• DESCRIPTION OF THE TASK:
Output all of the material beneath this line exactly as it is.

----------

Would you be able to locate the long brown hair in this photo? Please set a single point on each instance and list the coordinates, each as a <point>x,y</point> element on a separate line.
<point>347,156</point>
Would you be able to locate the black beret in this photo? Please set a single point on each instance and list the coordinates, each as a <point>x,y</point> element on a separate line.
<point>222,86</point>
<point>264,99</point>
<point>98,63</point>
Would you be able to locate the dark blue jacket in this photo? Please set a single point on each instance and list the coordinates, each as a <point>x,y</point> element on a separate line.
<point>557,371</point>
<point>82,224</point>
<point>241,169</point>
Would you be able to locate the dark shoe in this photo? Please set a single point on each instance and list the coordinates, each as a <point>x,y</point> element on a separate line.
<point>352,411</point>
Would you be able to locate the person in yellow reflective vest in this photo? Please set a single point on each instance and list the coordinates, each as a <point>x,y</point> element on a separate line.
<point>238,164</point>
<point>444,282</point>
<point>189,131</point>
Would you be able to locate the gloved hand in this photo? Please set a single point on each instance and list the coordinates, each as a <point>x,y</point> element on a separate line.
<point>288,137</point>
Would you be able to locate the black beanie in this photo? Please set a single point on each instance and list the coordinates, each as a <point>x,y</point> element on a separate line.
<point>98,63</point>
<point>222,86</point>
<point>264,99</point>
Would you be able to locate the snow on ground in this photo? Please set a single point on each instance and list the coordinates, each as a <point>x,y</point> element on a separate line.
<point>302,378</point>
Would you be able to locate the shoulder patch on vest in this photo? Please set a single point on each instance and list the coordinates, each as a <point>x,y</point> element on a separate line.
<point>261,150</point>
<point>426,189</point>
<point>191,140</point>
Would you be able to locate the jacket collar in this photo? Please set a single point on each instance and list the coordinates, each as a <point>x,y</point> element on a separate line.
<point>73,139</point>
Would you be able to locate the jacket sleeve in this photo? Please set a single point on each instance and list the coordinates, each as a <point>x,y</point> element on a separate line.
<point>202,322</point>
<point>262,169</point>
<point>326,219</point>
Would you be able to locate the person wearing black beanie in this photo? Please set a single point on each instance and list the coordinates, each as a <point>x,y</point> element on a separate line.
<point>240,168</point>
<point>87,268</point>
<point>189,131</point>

----------

• EXPECTED ANSWER:
Would you be able to locate the long brown hair in this photo? Please set a single point on each instance and list the coordinates, each as a <point>x,y</point> element on a separate line.
<point>347,156</point>
Would you be able to locate the black beret in this photo? Please set a single point on each instance and list the coordinates, each as a <point>x,y</point> element on a separate line.
<point>222,86</point>
<point>264,99</point>
<point>98,63</point>
Would you be able to locate the dark blue jacket in this photo? Please set a single point on each instance and list the coordinates, each as a <point>x,y</point> element on a separate line.
<point>557,371</point>
<point>82,224</point>
<point>241,169</point>
Would you be able to locate the dark shoe in this photo? Please set a single point on each instance and list the coordinates, each as a <point>x,y</point> element on a separate line.
<point>352,411</point>
Would you be able to locate the person in yellow reflective vest in this photo? Please set a single point on each instance and list the coordinates, each as a <point>x,y</point> element on a separate line.
<point>238,164</point>
<point>444,282</point>
<point>189,131</point>
Would you be able to locate the gloved hand in this photo? Please set a single point on each instance and list the coordinates, each as a <point>x,y</point> element on a separate line.
<point>288,137</point>
Would you be able to locate the black beanie in this photo? Please set a single point on each instance and list the coordinates, each as a <point>x,y</point> element on a separate line.
<point>98,63</point>
<point>222,86</point>
<point>264,99</point>
Would you be able to locate the snow on ground in this photo? Please set a single point on each instance and list the coordinates, each as a <point>x,y</point> element on a separate line.
<point>302,378</point>
Would you be able to locate the shoulder patch on vest in this photo? Please set a single point on each instance and list the coordinates, each as a <point>x,y</point> element on a separate line.
<point>261,150</point>
<point>426,189</point>
<point>191,140</point>
Would you be able to locate the jacket collar in this photo? Please set a single point on each instance and list the coordinates, each as a <point>x,y</point> element on a separate line.
<point>73,139</point>
Would you be able to locate the jacket sleeve in this photo? Please set a single point on each instance and list the coordinates, each as a <point>x,y</point> element on a separate line.
<point>202,322</point>
<point>262,169</point>
<point>326,219</point>
Would you be able to locate the person wearing black beanie in this photo? Please set a single point on each instance and list the coordinates, each as a <point>x,y</point> element on a separate line.
<point>240,168</point>
<point>87,268</point>
<point>189,131</point>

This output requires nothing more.